Hijos de las sombras

jueves, 22 de enero de 2015

La caída

La caída fue dura y dolorosa. Al menos no me he roto nada, me sugería interiormente aún tendido sobre una capa invisible de hielo. El baile ridículo previo a la caída mientras trataba de mantener el equilibrio y creer, neciamente, por  momento que podría evitar la trágica situación casi fue lo más doloroso de la caída. Esa decepción con uno mismo y esa exhibición de torpeza tan mundana suele dejar huellas más profundas que un dolor lacerante en un codo herido y el pecho bien macerado contra un bordillo inoportuno. Más allá de lo físico este es un golpe demasiado cercano a la línea de flotación y es fácil que las defensas se resientan por ello. Me pregunto qué significado encriptado puede ocultar esta, tan solo en apariencia, inofensiva caída. ¿Qué está tramando el Karma y qué me tiene reservado, de qué me previene? ¿Es una advertencia? Qué frustrante el no saber. No recuerdo haber hecho muchas canalladas últimamente y procuro ir siempre por lo legal. Es cierto que en algunas ocasiones he tenido que ponerme rudo, pero así es este negocio, y tampoco fue para nada demasiado excesivo. Mi vida personal ha estabilizado el pulso y me siento más o menos tranquilo. Ahora sí creo estar haciendo las cosas bien. Aún así ha sido imposible una reconciliación total entre mis dos versiones y de alguna forma, en una reunión a tres bandas hemos alcanzado una especie de consenso. Y digo tres porque ahora me siento como un hombre nuevo…  ¿Entonces por qué? ¿No es suficiente? El camino del Zen es misterioso. En fin.

# # # # # # #

- **Ejercicios**:
1. Según el texto sobre la caída, ¿contra qué quedó el pecho bien macerado?
2. Escribe una continuación del texto sobre la caída a partir de su última frase.
Los datos no intervienen en este ejercicio.

- **Datos de origen**:
# # # # # # #

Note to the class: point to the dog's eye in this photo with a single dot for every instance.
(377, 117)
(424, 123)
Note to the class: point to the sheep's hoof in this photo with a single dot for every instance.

# # # # # # #

- **Soluciones**:
1. Contra un bordillo inoportuno.

2.
 Un camino extraño en cualquier caso, sea lo que sea lo que me impulsa a vagar por él. Todo bien diferenciado y divido en un perfecto equilibrio como el ciclo de noches y días. Las mañanas son ese mar en calma que no anuncia tormenta, café tempranero y repaso a la prensa antes de encerrarse durante unas horas en el gimnasio del pueblo. Hacer pesas, carrera continua y el tour imaginario en bicicleta estática, sudar las frustraciones en chorros salados y quemar las malas vibraciones con las pulsaciones al límite, para finalmente alcanzar un semi-clímax en una sauna reparadora a solas con unos pensamientos adulterados por la explosión de endorfinas.

 Bien, así son las mañanas fantásticas de la uno, esas en las que el  móvil permanece apagado y estoy lejos de los dientes cariados y los ojos enormes siempre suplicando y perdiendo la dignidad. Mala suerte.  La vida es un tren de mercancías que no se detiene ante nada y si optas por quedarte quieto en mitad de la vía terminará por arrollarte. Y ahí se acaba la mañana, con el tren silbando y la mitad pacifica de mi nueva vida dejando paso al camel a pecho descubierto y a la versión b de Jota.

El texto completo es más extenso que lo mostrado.